◆ **GOAL OF THE EXERCISE**: Will you output the entries below exactly, skipping every image they contain?
##### PROVIDED DATA
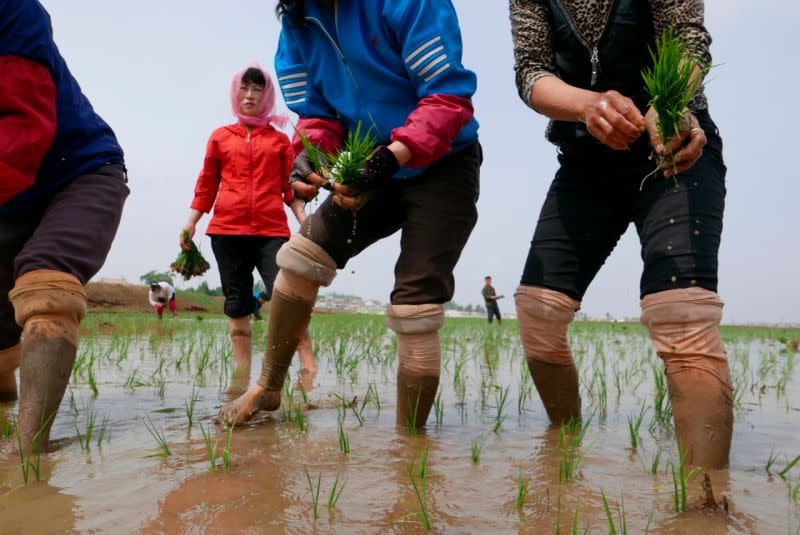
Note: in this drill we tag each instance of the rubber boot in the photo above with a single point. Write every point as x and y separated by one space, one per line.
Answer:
702 407
288 320
49 306
415 397
9 362
557 385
##########
◆ **SOLVED EXERCISE**:
Note: in this drill we tag each instance of the rubber boot in the photo above with a single point. Write every point as x and y separated by one space, one per line.
Answer:
702 407
288 320
49 306
415 397
9 362
557 385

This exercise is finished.